[What this task involves]: Reproduce word for word the part of the Paula Baader profile starting with "Her work has" and going on through "contemporary art scene.".

[Excerpt to read]:
==*==

Paula
Baader
Paula Baader’s painting exists at the intersection of inner emotions and the external structures of the city. Her work reflects a deep engagement with memory, perception, and the shifting relationship between the body and urban environments. After studying under Cornelius Völker at Kunstakademie Münster, she pursued her Master of Painting at the prestigious Royal College of Art in London, a city that remains central to her artistic identity. Having lived and worked there for several years before returning to her hometown of Hamburg during the pandemic, Baader continues to explore the psychological and spatial imprints cities leave on their inhabitants.
Baader’s practice is heavily influenced by the concept of the Flâneuse, as described by Lauren Elkin, investigating how women navigate and reclaim urban landscapes. Her paintings serve as psycho-geographical maps, weaving together fleeting impressions, personal experiences, and spectral memories. Ghostly, translucent, and layered, her compositions resemble imprints on the skin—both ephemeral and enduring, constantly shifting between presence and absence.
Her work has been recognized in major exhibitions, including the 2019 and 2020 showcase Jetzt! Junge Malerei in Deutschland, presented in Bonn, Wiesbaden, Chemnitz, and the Deichtorhallen Hamburg. In 2022, she held her first solo exhibition at ESPACE Nina Keel in St. Gallen, further establishing her presence in the contemporary art scene.

==*==

[Data]:

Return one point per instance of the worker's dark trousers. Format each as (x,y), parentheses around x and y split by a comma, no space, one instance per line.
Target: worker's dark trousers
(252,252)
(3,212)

==*==

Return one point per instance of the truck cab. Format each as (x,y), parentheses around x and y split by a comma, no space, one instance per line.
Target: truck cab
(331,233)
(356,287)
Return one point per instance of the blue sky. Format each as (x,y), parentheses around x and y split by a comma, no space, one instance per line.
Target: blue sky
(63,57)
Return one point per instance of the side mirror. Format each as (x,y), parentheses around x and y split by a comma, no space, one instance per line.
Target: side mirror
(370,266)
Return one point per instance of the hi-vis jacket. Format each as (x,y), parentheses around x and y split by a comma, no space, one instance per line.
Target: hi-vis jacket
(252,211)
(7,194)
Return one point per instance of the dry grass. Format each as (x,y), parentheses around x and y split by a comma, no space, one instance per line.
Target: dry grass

==*==

[Response to this exercise]:
Her work has been recognized in major exhibitions, including the 2019 and 2020 showcase Jetzt! Junge Malerei in Deutschland, presented in Bonn, Wiesbaden, Chemnitz, and the Deichtorhallen Hamburg. In 2022, she held her first solo exhibition at ESPACE Nina Keel in St. Gallen, further establishing her presence in the contemporary art scene.